Region pointing data
________

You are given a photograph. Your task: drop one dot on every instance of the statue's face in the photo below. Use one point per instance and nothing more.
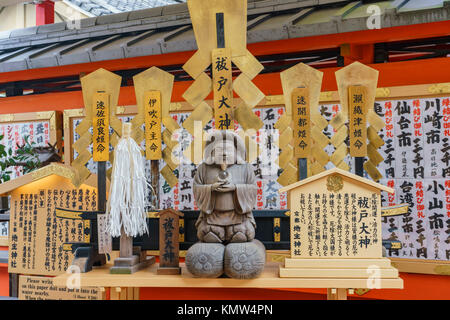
(224, 153)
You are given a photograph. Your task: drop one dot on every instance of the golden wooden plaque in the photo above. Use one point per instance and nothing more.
(223, 89)
(302, 122)
(358, 120)
(153, 139)
(100, 126)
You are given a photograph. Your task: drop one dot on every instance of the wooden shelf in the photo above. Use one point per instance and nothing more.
(100, 277)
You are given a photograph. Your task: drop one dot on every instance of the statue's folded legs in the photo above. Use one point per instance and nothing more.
(225, 192)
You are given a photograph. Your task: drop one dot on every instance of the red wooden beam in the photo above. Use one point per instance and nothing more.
(45, 13)
(365, 37)
(391, 75)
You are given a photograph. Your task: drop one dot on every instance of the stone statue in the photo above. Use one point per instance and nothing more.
(225, 192)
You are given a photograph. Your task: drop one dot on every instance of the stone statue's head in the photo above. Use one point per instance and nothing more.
(224, 147)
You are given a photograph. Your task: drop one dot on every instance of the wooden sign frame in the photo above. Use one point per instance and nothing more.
(55, 119)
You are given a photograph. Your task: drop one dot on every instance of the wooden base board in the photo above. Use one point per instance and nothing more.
(337, 263)
(101, 277)
(387, 273)
(167, 270)
(127, 262)
(132, 269)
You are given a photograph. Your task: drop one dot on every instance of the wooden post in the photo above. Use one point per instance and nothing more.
(302, 169)
(14, 285)
(169, 248)
(129, 261)
(359, 166)
(155, 183)
(126, 242)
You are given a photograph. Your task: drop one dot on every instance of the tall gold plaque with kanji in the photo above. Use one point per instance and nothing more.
(223, 89)
(99, 87)
(302, 122)
(100, 127)
(153, 141)
(357, 120)
(220, 28)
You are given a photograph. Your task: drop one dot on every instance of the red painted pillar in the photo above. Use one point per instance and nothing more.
(45, 13)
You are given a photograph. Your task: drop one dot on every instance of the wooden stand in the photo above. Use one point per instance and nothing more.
(123, 286)
(131, 258)
(169, 249)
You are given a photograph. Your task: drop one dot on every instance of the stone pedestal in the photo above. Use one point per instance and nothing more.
(205, 259)
(244, 260)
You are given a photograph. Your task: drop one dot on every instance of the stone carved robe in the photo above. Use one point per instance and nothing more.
(227, 208)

________

EXERCISE DETAILS =>
In your copy, every entry above must match word for word, and no picture may appear.

EXPECTED ANSWER =>
You are given a photograph. Your task: drop one dot on every instance of the statue's face in the photo below. Use one point per instance and nothing more.
(224, 153)
You are given a photograph. Your task: drop one dot on every instance of the golden wooden plaque in the photo above. Use one point per instance and nothing more.
(223, 89)
(302, 122)
(358, 120)
(153, 139)
(100, 126)
You are given a photograph. Your task: drop one dot on every instance of the wooden shelf in the photo above. Use one point per instance and nothing more.
(100, 277)
You are given a photograph. Your task: drop one dot on every instance of the statue's folded legs in the photo above. Use one point per instance and nothing more.
(225, 192)
You are given a photograph. Your task: drop one dot on every instance of the red wooden beam in the photo above. Use one point per instance and nothing more.
(45, 13)
(365, 37)
(391, 75)
You are given a photograph. Your task: drop one dot on every instance of the stone statue in the photo above. Use one point per instance and nothing more.
(225, 192)
You are given a photograph. Your task: drop one dot on every instance of the stone statue's head in the photo above. Use one point per instance and nothing more.
(224, 147)
You are given a photograph. Your task: drop one dot on every instance of the wooden sign frame in the photo above. Use one point per instance and nothing more.
(55, 119)
You are given a photograph. Your task: drop one dot on every instance of the wooden base board in the photo above. Use one point per instance and nothing more.
(337, 263)
(101, 277)
(387, 273)
(167, 270)
(127, 262)
(132, 269)
You are given a photograph. Your task: drop one dot on every instance of the wooden post in the photo above. Use one point per instance and nothing more.
(302, 169)
(14, 285)
(169, 248)
(129, 261)
(359, 166)
(155, 183)
(126, 242)
You are given a photograph. Your task: drop one dot on every instance of the tall gold plaque with kanji in the photo above. Use one point per instance and nothing more.
(223, 89)
(99, 87)
(302, 122)
(100, 127)
(153, 141)
(357, 120)
(220, 28)
You are given a photograph. Your task: drop one dot on every instance of the red painted pillar in the photo above. Use one point per instance and nothing more.
(45, 13)
You are given a photograph. Your task: drop one dot on every instance of the wooden stand in the photo above. Use one point per instance and nothing more.
(123, 286)
(131, 258)
(169, 249)
You are given a photograph. Your task: drop one dot on every instance of the stone pedestal in the photo above. Use one point per instance and nothing more.
(205, 259)
(244, 260)
You are given a photograph. Your task: drop one dot on every instance of the stone carved robe in the photo above. Use one point per instance and nothing more.
(227, 208)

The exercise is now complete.